• **WORK REQUIRED**:
Exclude all pictures, then copy each of the records exactly as written.

• **RECORDED DATA**:
--- --- ---

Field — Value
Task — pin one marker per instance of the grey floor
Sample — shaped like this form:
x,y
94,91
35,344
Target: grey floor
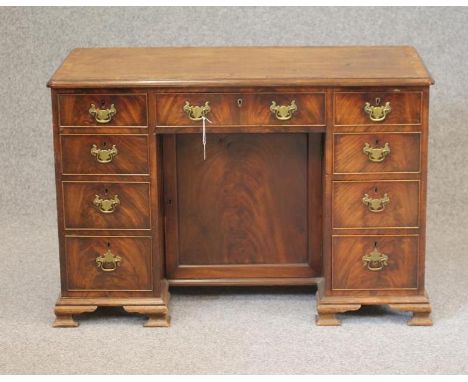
x,y
225,330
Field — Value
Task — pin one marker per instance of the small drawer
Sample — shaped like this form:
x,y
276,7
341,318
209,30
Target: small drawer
x,y
283,109
375,262
377,204
104,154
355,108
101,110
107,205
108,263
188,109
373,153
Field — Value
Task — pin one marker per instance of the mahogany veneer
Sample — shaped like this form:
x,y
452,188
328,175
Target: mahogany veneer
x,y
315,173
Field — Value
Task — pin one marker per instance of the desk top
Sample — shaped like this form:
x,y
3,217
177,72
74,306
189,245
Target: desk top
x,y
242,66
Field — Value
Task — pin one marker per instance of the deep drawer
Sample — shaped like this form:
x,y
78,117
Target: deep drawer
x,y
241,109
106,205
373,153
375,262
77,110
108,263
350,108
378,204
104,154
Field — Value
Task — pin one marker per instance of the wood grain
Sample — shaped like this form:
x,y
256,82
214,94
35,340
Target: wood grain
x,y
245,205
350,212
349,107
132,157
255,109
134,272
349,158
242,66
131,109
242,109
80,212
350,273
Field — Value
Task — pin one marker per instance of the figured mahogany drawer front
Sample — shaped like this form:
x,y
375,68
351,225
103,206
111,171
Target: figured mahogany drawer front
x,y
104,154
108,263
101,110
375,262
356,108
283,109
106,205
377,204
241,109
380,152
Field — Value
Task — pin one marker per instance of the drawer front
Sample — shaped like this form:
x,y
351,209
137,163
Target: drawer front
x,y
104,154
108,263
379,204
380,152
127,111
283,109
223,109
89,205
239,109
375,262
350,108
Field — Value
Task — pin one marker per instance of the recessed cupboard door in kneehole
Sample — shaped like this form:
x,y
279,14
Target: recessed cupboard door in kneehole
x,y
252,209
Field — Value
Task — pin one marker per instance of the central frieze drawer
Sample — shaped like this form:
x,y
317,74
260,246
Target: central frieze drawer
x,y
379,152
104,154
375,262
106,205
241,109
101,110
375,204
108,263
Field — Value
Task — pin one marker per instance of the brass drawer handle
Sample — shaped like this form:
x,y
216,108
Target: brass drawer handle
x,y
375,260
102,115
376,205
108,262
377,112
104,155
283,112
196,113
106,206
376,154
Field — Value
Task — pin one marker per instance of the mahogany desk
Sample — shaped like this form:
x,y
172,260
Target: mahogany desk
x,y
315,173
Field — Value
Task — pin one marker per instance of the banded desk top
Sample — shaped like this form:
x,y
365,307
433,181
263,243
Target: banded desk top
x,y
242,66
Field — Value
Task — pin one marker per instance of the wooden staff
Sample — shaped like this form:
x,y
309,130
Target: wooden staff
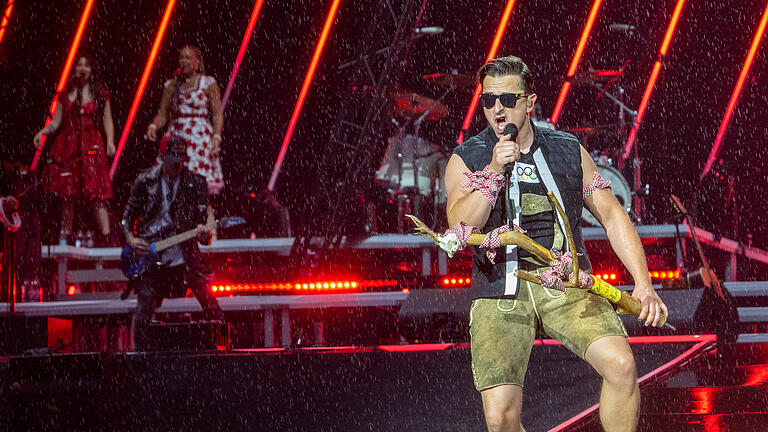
x,y
625,302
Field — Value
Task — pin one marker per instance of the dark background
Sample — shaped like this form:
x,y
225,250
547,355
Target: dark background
x,y
679,128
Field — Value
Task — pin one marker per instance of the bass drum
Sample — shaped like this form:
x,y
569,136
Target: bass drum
x,y
619,187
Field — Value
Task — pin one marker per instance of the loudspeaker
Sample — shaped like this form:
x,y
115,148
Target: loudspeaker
x,y
191,336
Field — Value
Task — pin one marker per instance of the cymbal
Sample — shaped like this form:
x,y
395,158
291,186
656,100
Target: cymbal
x,y
450,79
410,104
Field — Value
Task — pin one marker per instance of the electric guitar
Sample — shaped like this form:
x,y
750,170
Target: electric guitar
x,y
709,277
133,264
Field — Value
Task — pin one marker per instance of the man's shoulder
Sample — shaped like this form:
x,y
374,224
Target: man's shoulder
x,y
194,177
474,145
558,138
149,175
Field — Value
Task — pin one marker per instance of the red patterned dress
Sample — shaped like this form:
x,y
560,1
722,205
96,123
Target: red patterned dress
x,y
191,121
79,168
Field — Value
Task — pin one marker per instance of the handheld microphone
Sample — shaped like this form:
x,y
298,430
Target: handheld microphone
x,y
622,27
511,130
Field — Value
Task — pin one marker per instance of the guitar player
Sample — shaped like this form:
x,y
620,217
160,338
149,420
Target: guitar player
x,y
165,200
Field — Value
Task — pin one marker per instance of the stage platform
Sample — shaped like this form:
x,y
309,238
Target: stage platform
x,y
690,383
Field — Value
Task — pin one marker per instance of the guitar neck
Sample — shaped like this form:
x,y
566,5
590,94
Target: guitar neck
x,y
179,238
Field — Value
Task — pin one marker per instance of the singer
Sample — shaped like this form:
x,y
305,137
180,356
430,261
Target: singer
x,y
78,170
191,103
506,311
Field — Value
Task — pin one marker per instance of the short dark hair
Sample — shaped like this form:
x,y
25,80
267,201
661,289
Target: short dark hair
x,y
509,65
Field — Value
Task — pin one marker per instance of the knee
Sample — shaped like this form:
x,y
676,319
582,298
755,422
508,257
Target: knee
x,y
620,369
500,419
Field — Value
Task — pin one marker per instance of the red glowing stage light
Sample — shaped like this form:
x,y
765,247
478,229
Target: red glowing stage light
x,y
491,54
303,93
241,53
65,74
142,84
456,281
652,80
6,17
736,93
575,61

--- --- ---

• **SOLUTION TO THE EXERCISE**:
Field — Value
Task — pin one marker per instance of the grey floor
Sample — shaped like this form:
x,y
94,91
35,344
Target: grey floor
x,y
225,330
Field — Value
Task — pin one marker per instance of the small drawer
Sample — shaped like this form:
x,y
276,7
341,318
209,30
Target: small drawer
x,y
283,109
375,262
377,204
104,154
355,108
101,110
107,205
108,263
188,109
373,153
Field — Value
Task — pin one marker per instance of the mahogany veneer
Sample — shaped like this form:
x,y
452,188
328,175
Target: mahogany veneer
x,y
315,173
Field — Value
Task — pin one marker per instance of the desk top
Sample — shaped like this form:
x,y
3,217
177,72
74,306
189,245
Target: desk top
x,y
242,66
Field — Value
Task — pin one marker per instance of the deep drawer
Sample — shaped like this form:
x,y
78,117
Target: deep drawer
x,y
241,109
106,205
373,153
375,262
77,110
108,263
350,108
378,204
104,154
Field — Value
Task — pin one marker per instance of the wood grain
Sample — shaped like this form:
x,y
256,82
214,94
35,340
Target: wood grain
x,y
245,205
350,212
349,107
132,157
255,109
134,272
349,158
242,66
131,109
242,109
80,212
350,273
Field — Value
Task — pin one marker per instance of the figured mahogany drawer front
Sample — shaped like this form:
x,y
375,68
351,225
103,206
111,171
Target: figured mahogany drawer front
x,y
104,154
108,263
101,110
375,262
356,108
283,109
106,205
377,204
241,109
380,152
Field — Value
Task — pin one marker per instance of the drawer front
Sample — shaped like this form:
x,y
351,209
137,163
Target: drawer front
x,y
104,154
108,263
379,204
380,152
127,111
283,109
223,109
89,205
239,109
375,262
350,108
Field — Value
Task — pin one marker per instance of the recessed cupboard door in kneehole
Sample — shaped like this form:
x,y
279,14
Target: recessed cupboard door in kneehole
x,y
252,209
Field — Value
Task — pin one marker per instance of the central frieze drawer
Sample — shaped like this form:
x,y
317,74
260,246
Target: central frieze drawer
x,y
379,152
104,154
375,262
106,205
241,109
101,110
375,204
108,263
Field — Value
Task — pin one marker per instance of the brass drawer handle
Sample — shaped like this form:
x,y
216,108
Target: brass drawer handle
x,y
375,260
102,115
376,205
108,262
377,112
104,155
283,112
196,113
106,206
376,154
Field — Value
Task — pin one marker per instance of the mahogany desk
Sample — shaped like this form:
x,y
172,260
Target: mahogany desk
x,y
315,173
Field — Value
Task — pin one marker per instance of the banded desk top
Sample — shaped like this form:
x,y
365,307
433,181
263,243
Target: banded desk top
x,y
242,66
Field — Value
Task — pin one marker per instance of the wooden staff
Sample — shaped like this form:
x,y
309,130
Target: wooden staff
x,y
625,302
Field — Value
Task — pin one marker per instance of the dark background
Sample — shaped like this form:
x,y
225,250
547,355
Target: dark background
x,y
679,128
Field — Value
Task — pin one marker per instance of the bass drum
Sample — shaped like this form:
x,y
569,136
Target: bass drum
x,y
619,187
Field — Value
Task — pin one marker per instance of the loudspeaker
Sample — shaped like this form:
x,y
115,148
Target: loudspeaker
x,y
191,336
Field — Value
Task — pin one marker per instance of the cymbal
Sample — shaped like this form:
x,y
395,158
291,186
656,100
Target: cymbal
x,y
450,79
410,104
Field — Value
Task — pin one marker per instance of the electric guitar
Sample — shaped like this form:
x,y
750,170
Target: electric guitar
x,y
709,277
133,264
Field — Value
Task — pin one marker per instance of the man's shoulder
Sample — shaped like this form:
x,y
374,224
Target: man's shoulder
x,y
194,177
474,145
558,138
149,175
Field — Value
Task — pin one marker per instance of the red patterned dress
Sample — shaped like this form:
x,y
560,1
722,205
96,123
Target: red patterned dress
x,y
191,121
79,168
Field — Value
Task — pin one marker per instance of the handheld microphone
Sample — shaped like this form:
x,y
298,430
Target: handheld microphone
x,y
622,27
511,130
Field — Value
Task — pin one marker per instance of the guitar player
Sample — shaped like this form:
x,y
620,217
160,338
149,420
Target: guitar player
x,y
165,200
Field — Value
Task — pin one marker per instance of the stage platform
Sample — shaped like this form:
x,y
309,238
Target: stage platform
x,y
690,383
Field — Value
Task — pin one marker per instance of the guitar neck
Sample — shaped like this form:
x,y
566,5
590,94
Target: guitar neck
x,y
179,238
Field — Value
Task — pin one marker per instance of the singer
Sample — shaped like this form:
x,y
305,137
180,356
430,261
Target: singer
x,y
78,170
191,103
506,311
Field — Value
Task — pin one marker per instance of the short dark hair
Sample — shaped like this form:
x,y
25,80
267,201
661,289
Target: short dark hair
x,y
509,65
Field — Value
Task — pin one marker per instance of the knee
Sample — shaped like this form:
x,y
676,319
582,298
755,422
508,257
Target: knee
x,y
620,369
500,419
Field — Value
Task — pin one marker per instance of the red glowing stage light
Sample — shaped like this form:
x,y
765,247
478,229
Target: red glowing stage light
x,y
491,54
303,93
241,53
65,74
142,84
456,281
652,80
6,17
736,93
575,61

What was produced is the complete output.